Supplied information START

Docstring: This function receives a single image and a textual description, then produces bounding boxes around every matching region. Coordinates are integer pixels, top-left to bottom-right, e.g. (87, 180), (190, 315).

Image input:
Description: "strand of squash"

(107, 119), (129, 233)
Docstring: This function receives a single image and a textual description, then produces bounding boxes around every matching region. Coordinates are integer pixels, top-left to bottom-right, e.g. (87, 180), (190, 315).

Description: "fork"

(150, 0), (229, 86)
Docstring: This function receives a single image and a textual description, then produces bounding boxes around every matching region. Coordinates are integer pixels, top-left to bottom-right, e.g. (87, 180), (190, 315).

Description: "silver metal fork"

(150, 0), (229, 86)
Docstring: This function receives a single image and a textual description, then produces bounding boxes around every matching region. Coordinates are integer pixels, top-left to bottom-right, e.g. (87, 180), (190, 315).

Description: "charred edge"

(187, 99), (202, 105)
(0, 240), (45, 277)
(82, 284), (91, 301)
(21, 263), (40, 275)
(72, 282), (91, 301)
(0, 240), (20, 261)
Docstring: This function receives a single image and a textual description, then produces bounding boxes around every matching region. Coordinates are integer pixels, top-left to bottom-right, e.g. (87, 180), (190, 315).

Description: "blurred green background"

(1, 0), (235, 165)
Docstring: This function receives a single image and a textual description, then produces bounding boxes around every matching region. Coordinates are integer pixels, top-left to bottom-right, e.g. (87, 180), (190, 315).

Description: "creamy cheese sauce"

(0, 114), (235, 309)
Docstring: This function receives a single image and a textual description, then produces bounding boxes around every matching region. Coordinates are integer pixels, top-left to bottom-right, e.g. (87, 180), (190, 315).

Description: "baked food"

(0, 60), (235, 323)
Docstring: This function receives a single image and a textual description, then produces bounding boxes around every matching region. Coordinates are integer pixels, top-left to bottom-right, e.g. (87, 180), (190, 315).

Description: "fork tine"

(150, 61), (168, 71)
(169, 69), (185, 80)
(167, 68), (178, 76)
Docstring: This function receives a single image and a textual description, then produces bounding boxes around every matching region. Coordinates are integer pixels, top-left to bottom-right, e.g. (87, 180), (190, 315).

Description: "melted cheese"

Supplied information END

§ **Exercise**
A verbatim copy of the listing is to be returned in full.

§ **Expected output**
Docstring: This function receives a single image and a textual description, then produces bounding boxes around every matching region. Coordinates are integer pixels, top-left to bottom-right, e.g. (87, 180), (190, 315).

Image input:
Description: "strand of squash"

(107, 119), (129, 233)
Docstring: This function receives a single image and a textual description, then produces bounding boxes around every matching region. Coordinates are integer pixels, top-left to bottom-right, e.g. (87, 180), (190, 315).

Description: "fork"

(150, 0), (229, 86)
Docstring: This function receives a single image and a textual description, then produces bounding boxes around every matching region. Coordinates are integer pixels, top-left to bottom-right, e.g. (87, 180), (190, 315).

Description: "silver metal fork"

(150, 0), (229, 86)
Docstring: This function receives a single image and a textual description, then produces bounding boxes around every matching region. Coordinates are integer pixels, top-left to bottom-right, e.g. (87, 180), (190, 315).

Description: "charred edge"

(187, 99), (202, 105)
(0, 240), (45, 277)
(82, 284), (91, 301)
(21, 263), (40, 275)
(72, 282), (91, 301)
(0, 240), (20, 261)
Docstring: This function receives a single image and a textual description, then produces bounding boxes around every matching region. Coordinates are integer pixels, top-left to bottom-right, e.g. (87, 180), (190, 315).

Description: "blurred green background"

(1, 0), (235, 165)
Docstring: This function receives a single image and a textual description, then produces bounding boxes around every matching region. Coordinates are integer pixels, top-left to bottom-right, e.g. (87, 180), (190, 315).

Description: "creamy cheese sauce"

(0, 114), (235, 309)
Docstring: This function receives a single image and a textual description, then produces bounding boxes around every matching region. Coordinates are integer pixels, top-left to bottom-right, e.g. (87, 180), (190, 315).

Description: "baked food"

(0, 60), (235, 323)
Docstring: This function receives a single image and a textual description, then produces bounding boxes around every matching region. Coordinates are integer pixels, top-left to bottom-right, e.g. (87, 180), (190, 315).

Description: "fork tine"

(150, 61), (168, 71)
(169, 69), (185, 80)
(167, 68), (178, 76)
Docstring: This function receives a single image and a textual description, then produces bounding boxes around every matching region. Coordinates are integer pixels, top-left to bottom-right, e.g. (87, 180), (190, 315).

Description: "melted cheese"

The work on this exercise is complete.